+++ PROVIDED TEXT

# Its hot in the kitchen



## Pervaz (Nov 8, 2003)

Since most (if not all) our systema (MR and VV) work is done on a slow basis - when is a good time to turn the heat up ? (I suppose this is the old age question of Scott Sannons(?) Soft vs Hard concepts)

Does it really matter which art you follow (I havent heard of arts which depend on strength and power vs fluidity, relax etc) ??

(more thoughts to follow)

P


----------



## Furtry (Nov 9, 2003)

You can turn up the heat any time you like :shrug: . What your going to learn from it depends on when and with whom you turn it up. And if you didn't learn from it your in the wrong 'kitchen'.


----------



## jellyman (Nov 9, 2003)

> Since most (if not all) our systema (MR and VV) work is done on a slow basis



Actually, that varies quite a bit. 'Slow' is a relative term. In VV's school there are guys who like to go fast and hard too. It's a matter of confidence, and also a matter of how comfortable you are with being hit. Because if you do go hard, someone's going to get hit hard, and it may well be you. Many people have a hard (no pun intended) time accepting this, until they acquire some experience. But it's all psychological - nothing hurts that bad at the time really, even in a real fight. The big worry really is that you lose control of yourself from a (major/minor) concussion, and maybe some IQ points (which is important for me). (I stopped worrying about my face when I got married  ).

There's this one senior student named Sasha at VV's club. Spends half the year in Serbia (where he runs another systema school). His classes are known for the emphasis on the Borba aspect (ie hitting a lot) because his background is primarily striking. I remember once I showed up to his class, and he had a back problem. He knew I had a BB and some experience in systema as well, so he had me be the second banana - show a couple subs, some grappling strategies, be his dummy for hitting etc. His teaching style (which I like to  try and adopt for striking) was to show something slow, and then show it full-bore so we knew it would work. For example, I would kick him slow, he'd show the defense, then I'd kick him full-on, and he'd show it again.

Anyway, at one point he had us spar. He had us make a hollow fist for head shots - that way you could go fast, but the fist would collapse on impact, so you'd get some sting, but no major concussion - hit the head with respect, he called it. I teamed up with a (I later found out) a BB in judo and karate, with some attitude. Without getting too technical, I found my relaxed, I-got-hit-big-deal attitude really helped me. Most of his blows went through me like I was water (including a stomp to the head), and I was in position to impart damage very easily. The absorption skill is very important, and really works! I saw the stomp coming for example, and rather than panic, I consciously decided in that half-second that I was too late to avoid the hit completely, so I would just pull my center out of the path, and use the glancing energy to power a spin into my next move. I didn't even get dizzy, and I had him dead to rights in the mount shortly thereafter. This was about a year ago.

Of course, I would not rely on absorption as a primary defence, but my point is that everyone gets hit, and the ability to consciously relax and flow with it really does go a long way to nullifying damage.

In straight grappling it was even more interesting - the judo/karate bb was not a newaza specialist by any stretch, but still, he knew the basics. Pure systema guys (not that experienced either) were beating him! He was a bit upset. In fact, I've found that systema people are damned hard to sub, even people with 1 year experience. Must be all those 2-on-1 grappling drills we do - which can get pretty aggressive, I might add.

++++++
+++ RAW RECORDS

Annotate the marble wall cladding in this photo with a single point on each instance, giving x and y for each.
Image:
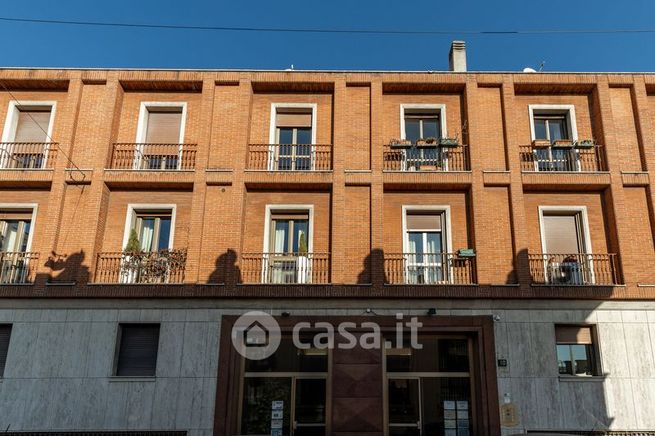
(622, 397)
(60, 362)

++++++
+++ RAW RECORDS

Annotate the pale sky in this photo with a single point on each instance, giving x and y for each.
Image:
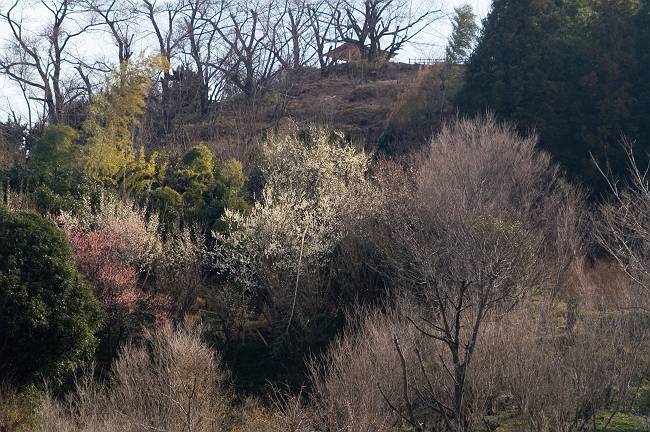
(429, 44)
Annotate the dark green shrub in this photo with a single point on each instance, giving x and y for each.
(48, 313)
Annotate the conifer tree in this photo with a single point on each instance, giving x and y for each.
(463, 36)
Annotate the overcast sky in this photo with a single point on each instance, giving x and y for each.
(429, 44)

++++++

TASK LIST>
1. In the systema thread, copy the stretch from "## Pervaz (Nov" through "relax etc) ??", swapping "heat" for "pace".
2. Pick up the systema thread after its last sentence and keep it going.
The items have no connection to the systema thread.

RESPONSES PER TASK>
1.
## Pervaz (Nov 8, 2003)

Since most (if not all) our systema (MR and VV) work is done on a slow basis - when is a good time to turn the pace up ? (I suppose this is the old age question of Scott Sannons(?) Soft vs Hard concepts)

Does it really matter which art you follow (I havent heard of arts which depend on strength and power vs fluidity, relax etc) ??

2.
VV really switches up the pace of the classes quite a bit, and people who don't visit regular can get a view of systema that's sort of like the blind man feeling the elephant - they get a limited impression, because they haven't seen the whole thing. Unavoidable, of course, but I have come to fully realize that those tapes have very legitamate information, and if you for example, follow his advise  given on H2H (assuming you know enough to really understand what he says), you will in fact be effective at speed.

Just make sure you buy the strikes DVD, it will revolutionize your game (well, mine anyway).


----------



## arnisador (Nov 9, 2003)

> _Originally posted by jellyman _
> *Without getting too technical, I found my relaxed, I-got-hit-big-deal attitude really helped me.
> [...]
> Of course, I would not rely on absorption as a primary defence, but my point is that everyone gets hit, and the ability to consciously relax and flow with it really does go a long way to nullifying damage. *



How do you reconcile a I-got-hit-big-deal attitude for empty hand with the attitude you have to take for knife fighting?

I don't mean this as a challenge--it applies in some way to every art (certainly we train to take some blows in the JKD I'm taking but avoid knives), and I'm curious!


----------



## Arthur (Nov 10, 2003)

Its an issue of working form contact and reducing "fear reactivity" (if I can borrow that trerm for the moment). Learning to be soft against a knife can seriously decrease the amount of damnage done should the knife get that far. If you tense and react out of fear.. your stiffness will surely, ensure the knife does plenty of damage.

As Jellyman said,no is advocating absorbtion as a first line of defense, but should you need it, it is there, and because it is there you can work more efficiently and calmly bepofer you need it.

Whether we are dealing with blades or empty hands, this does not change.

Arthur


----------



## jellyman (Nov 10, 2003)

I should note that I did some checking, and that was actually from 2 years ago.

arnisador - a good question, and if I may, I will expand on Arthur's good and succinct answer.

Just as someone will inevitably get hit if you go hard empty handed, someone will inevitably get cut/stabbed if you knife fight. That's the whole point, after all.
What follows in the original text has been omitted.